▸ Saved entries:
*** Block opens ***
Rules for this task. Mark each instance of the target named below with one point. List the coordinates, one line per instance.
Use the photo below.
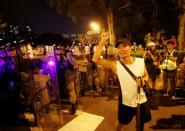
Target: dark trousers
(171, 76)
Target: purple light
(51, 63)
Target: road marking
(83, 122)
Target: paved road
(167, 114)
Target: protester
(127, 103)
(169, 67)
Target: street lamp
(95, 27)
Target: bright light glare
(51, 63)
(95, 26)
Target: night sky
(39, 15)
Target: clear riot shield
(40, 88)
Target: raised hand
(104, 37)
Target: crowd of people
(80, 69)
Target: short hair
(170, 42)
(124, 42)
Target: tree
(181, 34)
(131, 17)
(79, 9)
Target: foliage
(131, 17)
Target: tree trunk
(181, 35)
(110, 26)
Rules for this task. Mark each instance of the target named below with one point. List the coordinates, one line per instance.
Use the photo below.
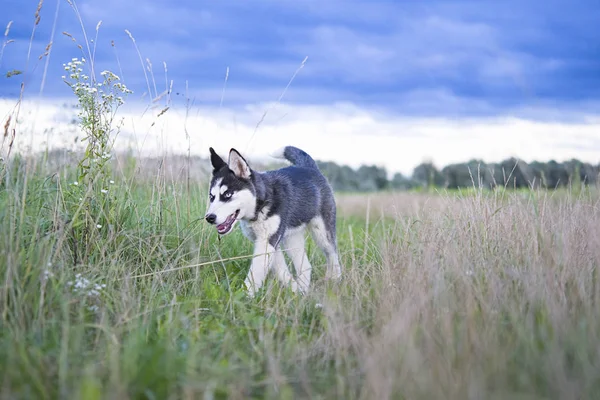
*** Block closes ***
▸ EXERCISE DETAILS:
Output the records above character for character, but leave each image out.

▸ YOUR RESPONSE:
Rules for this task. Mark each instance of the target named below with one point. List the coordinates, one line per instance.
Use the photo below.
Target: dark trousers
(171, 76)
Target: purple light
(51, 63)
Target: road marking
(83, 122)
Target: paved road
(167, 114)
Target: protester
(127, 103)
(169, 67)
Target: street lamp
(95, 27)
Target: bright light glare
(51, 63)
(95, 26)
Target: night sky
(39, 15)
Target: clear riot shield
(40, 88)
Target: raised hand
(104, 37)
Target: crowd of people
(80, 69)
Target: short hair
(170, 42)
(124, 42)
Target: tree
(181, 34)
(131, 17)
(79, 9)
Target: foliage
(131, 17)
Target: tree trunk
(181, 35)
(110, 26)
Rules for this task. Mark each instance of the target named below with one point. List the coordinates, one line per instance.
Use the photo below.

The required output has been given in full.